BRANO DA LEGGERE –
Commento settimanale ai mercati (29 agosto)

Commento settimanale ai mercati (29 agosto)

I nove minuti più lunghi di sempre. In questa sorta di ossimoro si racchiude il discorso di Powell di venerdi (9 minuti esatti) che ha spinto i mercati decisamente al ribasso, mettendo di fatto fine al rally iniziato a metà giugno che ha visto recuperi anche del 20%

Non è che le affermazioni del capo della Fed siano state nuove o rilevanti ma semplicemente ha detto quello che gli investitori non volevano sentire o meglio risentire cioè che l’inflazione essendo una priorità verrà combattuta anche a costo di frenare crescita e mercato lavoro. Anche perché è ancora troppo fresco il ricordo di una inflazione definita come temporanea e che ha invece toccato i massimi da oltre 40 anni

Gli investitori semplicemente non hanno digerito la dichiarazione di impegno a contrastare il rialzo dei prezzi, dopo aver provato a guardare le carte della Fed negli ultimi due mesi, e cercando anche in questa maniera di influenzarle. Senza rendersi conto che forzare la mano è un gioco vecchio, andato avanti per quasi un decennio ma non più attuale. Lo scenario è cambiato non solo per lo spaventoso aumento dei prezzi, alimentato anche dalla liquidità immessa dalla principale istituzione monetaria americana, ma anche per il diverso ruolo che ha la Fed passata da essere parte del gioco ad nuovo/vecchio ruolo di arbitro del sistema

In realtà il processo è ancora in divenire. Dopo essere stata “dietro la curva” per troppo tempo, cioè a seguito degli avvenimenti a causa di una sottovalutazione e di un timing errato, la Fed sta faticosamente cercando di guadare la credibilità perduta. Motivo per cui da Powell era lecito attendersi la conferma di una atteggiamento da falco che non poteva certo durare una sola estate dopo essere stato compiacente per un decennio.

DESCRIZIONE DEL PROBLEMA –
Secondo il commento settimanale ai mercati, quanto è durato il discorso di Powell di venerdì?

DATI FORNITI –

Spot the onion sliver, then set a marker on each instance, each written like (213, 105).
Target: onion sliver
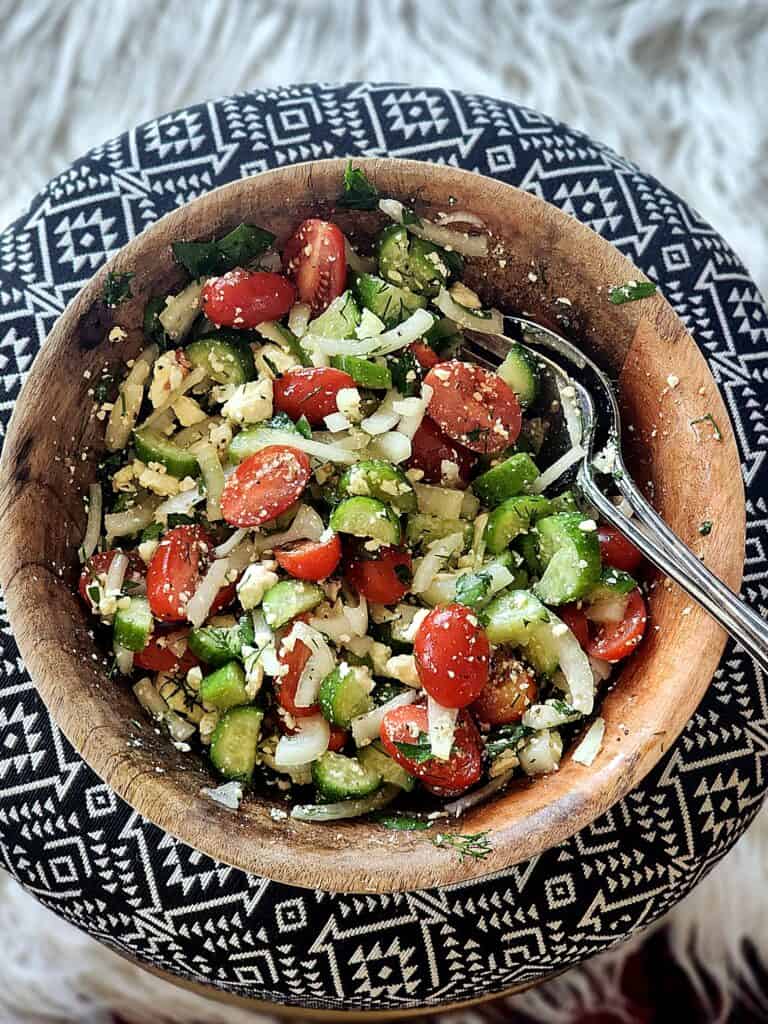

SOLUZIONE –
Nove minuti esatti.